_Problem 1_
In the grocery health and wellness article, swap "selfcare" for "self-care" and write out the passage starting with "Here are some" and going on through "healthier, re-evaluating lifestyle.".
_Problem 2_
According to the grocery health and wellness article, what share of consumers want retailers to be more involved in their health care?
_Problem 3_
Continue the grocery health and wellness article from its last sentence.

Segment Start: Excerpted passage

By Jim Dudlicek / NGA Director, Communications and External Affairs
Consumers are increasingly concerned with being healthy, and at the grocery store, health and wellness means more than food and nutrition.
Often built around an in-store pharmacy, health and wellness at the supermarket can include over-the-counter remedies, vitamins, nutritional supplements and other products designed to enhance body and mind.
NGA hosted a recent webinar that explored expectations, decision drivers and category preferences through the eyes of shoppers focused on wellness and selfcare, offering insights on how independent grocers can capture more category sales. The discussion was led by Dave Wendland, vice president of strategic relations for the Hamacher Resource Group.
Here are some key takeaways from the discussion:
Consumer demand is growing. Nearly nine in 10 consumers say that selfcare is important to them. The average American spends $199 per month on nonessential items to “treat themselves” and take a more proactive role in their health care. Two-thirds of consumers want retailers to be more involved in their health care.
The why behind the buy. Though the pandemic may have brought increase attention to personal health and selfcare, consumer’s motivations behind related purchases have remained largely unchanged. Top reasons why health has become important: live longer, avoid preventable diseases, protection from diseases, want to look/feel healthier, re-evaluating lifestyle.
The self-care industry is estimated at $11 billion. It includes home care products, digital wellness apps, over-the-counter medications, health and beauty care, clean eating, and nutritional products. Top products sold address pain relief, cough/cold, allergy, chronic pain and oral care.

Segment End: Excerpted passage
Segment Start: Provided material

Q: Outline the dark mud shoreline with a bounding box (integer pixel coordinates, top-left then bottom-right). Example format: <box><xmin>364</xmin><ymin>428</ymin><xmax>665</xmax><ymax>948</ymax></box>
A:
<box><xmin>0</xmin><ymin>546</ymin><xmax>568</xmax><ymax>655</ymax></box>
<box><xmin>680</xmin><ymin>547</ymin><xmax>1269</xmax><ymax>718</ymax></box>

Segment End: Provided material

_Answer box 1_
Here are some key takeaways from the discussion:
Consumer demand is growing. Nearly nine in 10 consumers say that self-care is important to them. The average American spends $199 per month on nonessential items to “treat themselves” and take a more proactive role in their health care. Two-thirds of consumers want retailers to be more involved in their health care.
The why behind the buy. Though the pandemic may have brought increase attention to personal health and self-care, consumer’s motivations behind related purchases have remained largely unchanged. Top reasons why health has become important: live longer, avoid preventable diseases, protection from diseases, want to look/feel healthier, re-evaluating lifestyle.

_Answer box 2_
Two-thirds of consumers.

_Answer box 3_
24/7 access. Nearly four in 10 consumers looked up health information online during the past 12 months. Twenty-six percent of consumers used a website to make an appointment, check lab results or manage prescriptions. Web apps are now used by 25% of Americans (that number is growing).
Does your store truly shout “wellness”? Focus on prevention; place a spotlight on better-for-you and wellness-boosting items. Create a communication campaign to inform, educate and guide shopper decisions. Surround products on your shelves with service offerings that coach and counsel shoppers. Solution-centric merchandising transforms traditional aisles from disconnected items to holistic solutions. Pursue partnerships beyond your store for resources, ideas and industry leadership.
How to win the wellness customer. Capitalize on increased traffic generated during the pandemic by focusing on their wellness journey. Display and market wisely to influence customers’ food choices. Change the store layout and increase access to fruits and vegetables with improved access at checkout. Employ registered dietitians (RDs) to connect food with health. Talk about the role of food in the context of medicine as food that can be used to prevent disease and promote health.